Location annotation dataset excerpts:
##########
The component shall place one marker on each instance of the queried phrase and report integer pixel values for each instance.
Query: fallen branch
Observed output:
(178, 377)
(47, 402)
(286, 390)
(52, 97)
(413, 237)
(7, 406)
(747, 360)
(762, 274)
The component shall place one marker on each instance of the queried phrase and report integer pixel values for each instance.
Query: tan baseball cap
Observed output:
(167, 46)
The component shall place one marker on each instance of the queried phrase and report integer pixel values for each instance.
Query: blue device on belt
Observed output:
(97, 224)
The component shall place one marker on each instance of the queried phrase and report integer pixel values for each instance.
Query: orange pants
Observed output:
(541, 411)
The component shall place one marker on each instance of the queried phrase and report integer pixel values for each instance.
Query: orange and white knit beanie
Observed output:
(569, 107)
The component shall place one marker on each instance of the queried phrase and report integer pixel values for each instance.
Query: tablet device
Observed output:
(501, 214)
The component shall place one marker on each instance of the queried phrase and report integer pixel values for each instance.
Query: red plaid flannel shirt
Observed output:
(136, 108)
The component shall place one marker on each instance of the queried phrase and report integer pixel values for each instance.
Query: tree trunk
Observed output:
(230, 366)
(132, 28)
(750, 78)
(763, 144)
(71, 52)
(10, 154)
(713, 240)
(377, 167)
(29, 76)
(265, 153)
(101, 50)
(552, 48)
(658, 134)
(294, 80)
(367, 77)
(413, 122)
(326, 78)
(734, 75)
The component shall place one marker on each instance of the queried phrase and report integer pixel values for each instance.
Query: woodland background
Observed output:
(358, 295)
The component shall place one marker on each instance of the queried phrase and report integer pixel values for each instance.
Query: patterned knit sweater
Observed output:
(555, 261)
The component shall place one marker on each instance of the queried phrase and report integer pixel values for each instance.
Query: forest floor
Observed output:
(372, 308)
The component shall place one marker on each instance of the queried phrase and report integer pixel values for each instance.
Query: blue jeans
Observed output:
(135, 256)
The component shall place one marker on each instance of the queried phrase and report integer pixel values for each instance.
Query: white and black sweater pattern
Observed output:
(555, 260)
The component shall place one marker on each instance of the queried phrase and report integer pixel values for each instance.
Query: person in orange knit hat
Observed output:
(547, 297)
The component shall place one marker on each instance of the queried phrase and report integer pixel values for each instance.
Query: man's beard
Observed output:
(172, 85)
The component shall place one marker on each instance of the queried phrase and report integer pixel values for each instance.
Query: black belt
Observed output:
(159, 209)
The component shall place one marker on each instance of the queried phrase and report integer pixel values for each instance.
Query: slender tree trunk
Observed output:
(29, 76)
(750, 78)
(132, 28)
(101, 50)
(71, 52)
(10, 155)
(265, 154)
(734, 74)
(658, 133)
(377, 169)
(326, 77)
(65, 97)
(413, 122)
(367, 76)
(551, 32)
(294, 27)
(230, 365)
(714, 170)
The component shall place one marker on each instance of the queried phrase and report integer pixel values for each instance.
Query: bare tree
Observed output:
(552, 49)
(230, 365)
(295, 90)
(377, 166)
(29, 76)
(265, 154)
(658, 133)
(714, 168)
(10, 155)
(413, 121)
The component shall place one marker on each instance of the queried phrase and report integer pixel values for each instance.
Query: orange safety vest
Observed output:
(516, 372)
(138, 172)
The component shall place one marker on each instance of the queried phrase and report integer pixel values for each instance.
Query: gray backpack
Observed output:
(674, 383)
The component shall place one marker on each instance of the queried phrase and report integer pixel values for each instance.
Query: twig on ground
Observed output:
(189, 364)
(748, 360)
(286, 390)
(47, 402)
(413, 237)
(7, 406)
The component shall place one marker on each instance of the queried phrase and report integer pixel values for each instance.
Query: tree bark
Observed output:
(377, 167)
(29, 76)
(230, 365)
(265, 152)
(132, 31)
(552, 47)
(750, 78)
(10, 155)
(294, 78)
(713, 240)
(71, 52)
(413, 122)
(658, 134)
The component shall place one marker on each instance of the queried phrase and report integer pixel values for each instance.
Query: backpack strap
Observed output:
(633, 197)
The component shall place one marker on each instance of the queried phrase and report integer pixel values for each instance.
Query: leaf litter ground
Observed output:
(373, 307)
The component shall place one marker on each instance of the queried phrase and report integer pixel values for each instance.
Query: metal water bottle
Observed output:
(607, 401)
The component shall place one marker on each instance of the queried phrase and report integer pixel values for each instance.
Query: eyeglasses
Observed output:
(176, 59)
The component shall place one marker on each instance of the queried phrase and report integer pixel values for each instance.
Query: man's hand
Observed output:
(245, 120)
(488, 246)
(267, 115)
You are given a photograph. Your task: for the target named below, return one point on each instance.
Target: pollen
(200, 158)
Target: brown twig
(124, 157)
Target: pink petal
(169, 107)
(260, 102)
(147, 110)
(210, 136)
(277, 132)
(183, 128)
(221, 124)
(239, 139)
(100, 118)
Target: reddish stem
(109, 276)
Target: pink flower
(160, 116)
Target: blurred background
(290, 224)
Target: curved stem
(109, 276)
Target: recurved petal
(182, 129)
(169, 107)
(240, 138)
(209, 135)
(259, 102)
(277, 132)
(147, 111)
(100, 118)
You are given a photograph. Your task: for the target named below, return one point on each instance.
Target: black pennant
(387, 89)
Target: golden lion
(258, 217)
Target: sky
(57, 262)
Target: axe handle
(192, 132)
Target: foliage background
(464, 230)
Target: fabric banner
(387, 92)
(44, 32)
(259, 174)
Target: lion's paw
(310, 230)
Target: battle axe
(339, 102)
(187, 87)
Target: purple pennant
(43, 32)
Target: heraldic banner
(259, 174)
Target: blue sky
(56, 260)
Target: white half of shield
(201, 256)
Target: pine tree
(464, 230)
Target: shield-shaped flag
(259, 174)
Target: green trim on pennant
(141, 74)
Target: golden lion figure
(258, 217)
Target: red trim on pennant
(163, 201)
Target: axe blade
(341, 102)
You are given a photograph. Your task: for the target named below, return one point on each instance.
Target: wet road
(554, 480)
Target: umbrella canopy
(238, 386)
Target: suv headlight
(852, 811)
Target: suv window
##########
EXERCISE OBJECTIVE:
Quote all of the data above word for word, with no changes.

TASK RESPONSE:
The component shall place one marker on each instance of the queried phrase and report integer pixel values for each instance.
Query: fallen branch
Observed output:
(178, 377)
(47, 402)
(286, 390)
(52, 97)
(413, 237)
(7, 406)
(747, 360)
(762, 274)
The component shall place one marker on each instance of the queried phrase and report integer pixel values for each instance.
Query: tan baseball cap
Observed output:
(167, 46)
The component shall place one marker on each instance of the queried phrase and report integer pixel values for each instance.
Query: blue device on belt
Observed output:
(97, 224)
The component shall place one marker on each instance of the queried phrase and report integer pixel values for each instance.
Query: orange pants
Observed output:
(541, 411)
The component shall place one marker on each instance of the queried phrase and report integer pixel values for each instance.
Query: orange and white knit beanie
Observed output:
(569, 107)
The component shall place one marker on each instance of the queried phrase and report integer pixel values for each instance.
Query: tablet device
Observed output:
(501, 214)
The component shall place one marker on each instance of the queried phrase and report integer pixel values for each instance.
Query: red plaid flannel shirt
Observed output:
(136, 108)
The component shall place one marker on each instance of the queried phrase and report integer pixel values for each instance.
Query: tree trunk
Observed output:
(230, 366)
(132, 28)
(750, 78)
(763, 144)
(71, 52)
(10, 154)
(713, 240)
(377, 167)
(29, 76)
(265, 153)
(101, 50)
(552, 48)
(658, 134)
(294, 80)
(367, 77)
(413, 122)
(326, 78)
(734, 75)
The component shall place one marker on each instance of the queried phrase and report integer pixel values for each instance.
Query: woodland background
Observed output:
(358, 295)
The component shall place one marker on each instance of the queried phrase and report integer pixel values for each instance.
Query: patterned knit sweater
Observed output:
(555, 261)
The component shall place one marker on each instance of the queried phrase and report integer pixel values for each instance.
Query: forest floor
Observed output:
(372, 308)
The component shall place one marker on each instance of the queried phrase and report integer pixel values for each instance.
Query: blue jeans
Observed output:
(135, 256)
The component shall place one marker on each instance of the queried phrase and report integer pixel values for each instance.
Query: white and black sweater pattern
Observed output:
(555, 260)
The component shall place one marker on each instance of the queried phrase and report integer pixel values for each instance.
Query: person in orange knit hat
Observed output:
(547, 297)
The component shall place one marker on each instance of the queried phrase and report integer pixel values for each instance.
Query: man's beard
Observed output:
(172, 85)
The component shall place one marker on each instance of the queried phrase and report integer pixel values for each instance.
Query: black belt
Observed output:
(159, 209)
The component shall place one marker on each instance of the queried phrase and report integer pixel values for each instance.
Query: slender tree trunk
Observed output:
(29, 76)
(750, 78)
(132, 28)
(101, 50)
(71, 52)
(10, 155)
(265, 154)
(734, 74)
(658, 133)
(377, 169)
(326, 77)
(65, 97)
(413, 122)
(367, 76)
(551, 32)
(294, 27)
(230, 365)
(714, 170)
The component shall place one marker on each instance of the queried phrase and report integer pixel values for each instance.
Query: bare tree
Observed output:
(552, 49)
(230, 365)
(295, 90)
(377, 166)
(29, 76)
(265, 154)
(658, 133)
(714, 168)
(10, 155)
(413, 121)
The component shall place one marker on each instance of the queried phrase and report integer pixel values for each instance.
Query: orange safety vest
Observed output:
(516, 372)
(138, 172)
The component shall place one marker on each instance of the queried phrase and report integer pixel values for each instance.
Query: gray backpack
Observed output:
(674, 383)
The component shall place one marker on each instance of the queried phrase and report integer pixel values for each instance.
Query: twig on ground
Observed output:
(189, 364)
(748, 360)
(286, 390)
(47, 402)
(413, 237)
(7, 406)
The component shall place one marker on each instance of the queried phrase and report integer pixel values for each instance.
Query: tree bark
Observed output:
(377, 167)
(29, 76)
(230, 365)
(265, 152)
(132, 31)
(552, 47)
(750, 78)
(10, 155)
(294, 78)
(713, 240)
(71, 52)
(413, 122)
(658, 134)
The component shall place one marker on each instance of the queried phrase and report integer pixel values for each instance.
Query: backpack strap
Observed output:
(633, 197)
The component shall place one marker on each instance of the queried phrase and report integer pixel values for each instance.
Query: leaf litter ground
Observed output:
(373, 307)
The component shall place one marker on each instance of the queried phrase and report integer pixel values for each instance.
Query: metal water bottle
Observed output:
(607, 401)
The component shall place one marker on each instance of the queried phrase and report integer pixel values for each instance.
Query: eyeglasses
Observed output:
(176, 59)
The component shall place one marker on each instance of the queried phrase and report integer pixel values for each instance.
Query: man's hand
Observed output:
(245, 120)
(488, 246)
(267, 115)
You are given a photograph. Your task: for the target named below, return one point on each instance.
Target: pollen
(200, 158)
Target: brown twig
(124, 157)
Target: pink petal
(169, 107)
(260, 102)
(147, 110)
(210, 136)
(277, 132)
(183, 128)
(221, 124)
(239, 139)
(100, 118)
Target: reddish stem
(109, 276)
Target: pink flower
(160, 116)
Target: blurred background
(290, 224)
Target: curved stem
(109, 276)
Target: recurved petal
(182, 129)
(169, 107)
(240, 138)
(209, 135)
(259, 102)
(277, 132)
(147, 111)
(100, 118)
You are given a photograph. Your task: for the target named below, return one point on each instance.
Target: black pennant
(387, 89)
Target: golden lion
(258, 217)
Target: sky
(57, 262)
Target: axe handle
(192, 132)
Target: foliage background
(464, 230)
Target: fabric banner
(387, 92)
(44, 32)
(259, 174)
Target: lion's paw
(310, 230)
Target: battle axe
(339, 102)
(187, 87)
Target: purple pennant
(43, 32)
Target: heraldic banner
(259, 174)
Target: blue sky
(56, 260)
Target: white half of shield
(201, 256)
Target: pine tree
(464, 230)
Target: shield-shaped flag
(259, 174)
Target: green trim on pennant
(141, 74)
Target: golden lion figure
(258, 217)
Target: red trim on pennant
(163, 201)
Target: axe blade
(341, 102)
You are given a photograph. Your task: for the target named below, return one point on each instance.
Target: wet road
(554, 480)
Target: umbrella canopy
(238, 386)
Target: suv headlight
(852, 811)
Target: suv window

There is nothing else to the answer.